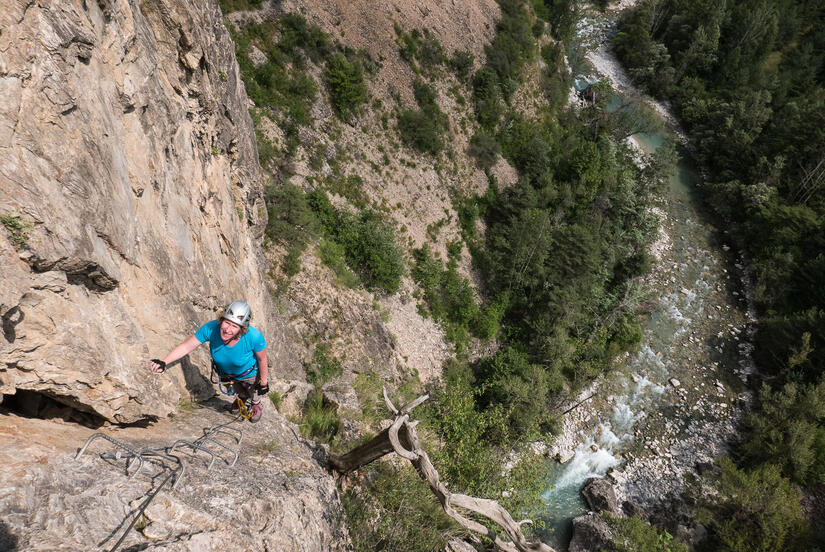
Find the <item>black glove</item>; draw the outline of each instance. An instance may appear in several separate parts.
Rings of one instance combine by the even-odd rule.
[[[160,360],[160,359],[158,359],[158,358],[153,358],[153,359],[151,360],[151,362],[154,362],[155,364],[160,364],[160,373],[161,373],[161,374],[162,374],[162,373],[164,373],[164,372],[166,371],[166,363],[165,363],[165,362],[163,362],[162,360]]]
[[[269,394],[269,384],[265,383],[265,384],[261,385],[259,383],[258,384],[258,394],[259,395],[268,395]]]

--

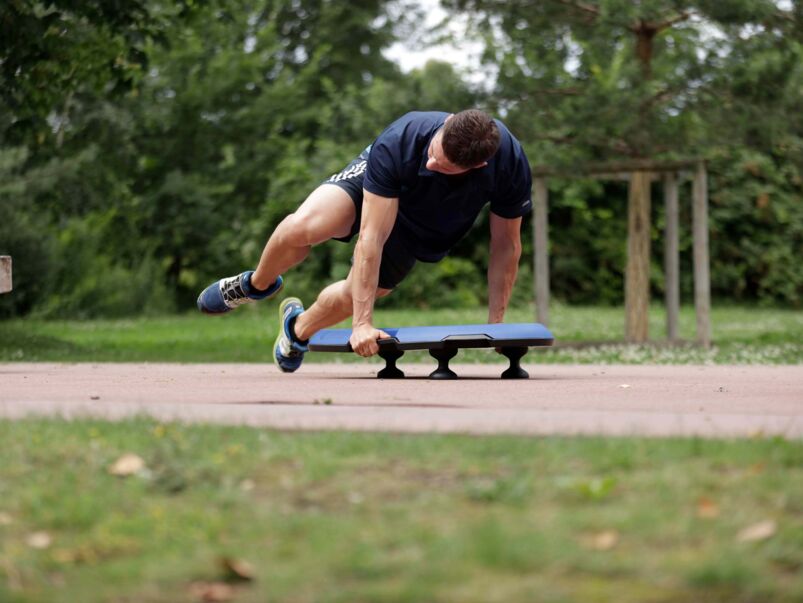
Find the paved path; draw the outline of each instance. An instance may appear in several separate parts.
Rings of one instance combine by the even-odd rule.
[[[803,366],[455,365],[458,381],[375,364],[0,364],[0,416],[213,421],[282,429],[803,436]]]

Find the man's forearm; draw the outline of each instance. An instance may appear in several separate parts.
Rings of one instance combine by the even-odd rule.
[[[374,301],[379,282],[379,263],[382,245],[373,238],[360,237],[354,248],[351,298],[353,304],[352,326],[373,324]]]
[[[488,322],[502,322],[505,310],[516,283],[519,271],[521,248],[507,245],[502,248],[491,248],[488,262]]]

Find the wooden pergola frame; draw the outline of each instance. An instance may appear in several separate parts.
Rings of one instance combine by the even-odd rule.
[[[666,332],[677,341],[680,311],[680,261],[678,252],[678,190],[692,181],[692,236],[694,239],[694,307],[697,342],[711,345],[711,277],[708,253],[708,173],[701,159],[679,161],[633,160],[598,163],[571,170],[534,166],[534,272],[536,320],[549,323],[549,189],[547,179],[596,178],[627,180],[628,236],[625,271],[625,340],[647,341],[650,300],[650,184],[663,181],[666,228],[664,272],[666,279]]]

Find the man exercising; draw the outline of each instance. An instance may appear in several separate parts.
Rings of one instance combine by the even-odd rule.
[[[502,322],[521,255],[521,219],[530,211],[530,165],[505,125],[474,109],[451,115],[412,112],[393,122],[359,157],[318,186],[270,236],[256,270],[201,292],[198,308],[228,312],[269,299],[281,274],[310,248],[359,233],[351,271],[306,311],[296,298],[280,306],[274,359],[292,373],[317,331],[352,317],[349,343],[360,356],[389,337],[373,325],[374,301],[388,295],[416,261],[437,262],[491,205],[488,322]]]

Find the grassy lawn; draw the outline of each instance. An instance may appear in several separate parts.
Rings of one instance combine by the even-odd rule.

...

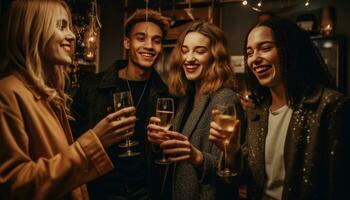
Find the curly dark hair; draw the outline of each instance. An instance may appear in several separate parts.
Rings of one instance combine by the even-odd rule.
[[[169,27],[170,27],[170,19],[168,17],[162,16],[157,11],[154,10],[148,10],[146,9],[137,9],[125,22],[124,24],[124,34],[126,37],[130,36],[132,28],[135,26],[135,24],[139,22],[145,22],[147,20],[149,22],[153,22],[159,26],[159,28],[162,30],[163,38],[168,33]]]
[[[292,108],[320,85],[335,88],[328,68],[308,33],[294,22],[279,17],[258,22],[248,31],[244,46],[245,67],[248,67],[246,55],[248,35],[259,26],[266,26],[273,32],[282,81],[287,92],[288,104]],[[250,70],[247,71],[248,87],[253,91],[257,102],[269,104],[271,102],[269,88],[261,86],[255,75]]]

_Exercise directions:_ Copy each line of the listing that carries the word "Find".

_Written response:_
Find the <item>black glove</item>; draw the outline of each instance. An instance may appear in several separate parts.
Find the paved path; draw the outline of each instance. An instance may appear in several separate parts.
Find the man's forearm; draw the outline of each instance. An instance may appear in several separate parts.
Find the wooden pergola frame; draw the outline of each instance. An instance may appear in several separate parts.
Find the man exercising; draw the outline of each instance. An instance may appear in several separate parts.
Find the grassy lawn; draw the outline of each instance. An instance may appear in several separate parts.
Find the curly dark hair; draw the outline of each instance. An instance may appear in several separate parts.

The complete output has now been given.